Dataset records
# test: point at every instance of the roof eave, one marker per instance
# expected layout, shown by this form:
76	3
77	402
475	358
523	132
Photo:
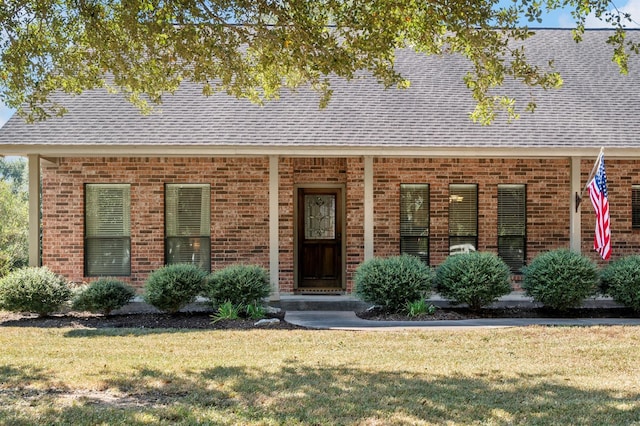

* Stated problem *
Which lines in the items contain the word "roof"? Show each one in full.

* Output for this task *
# test: point at every instance of the roof eave, one marker per instance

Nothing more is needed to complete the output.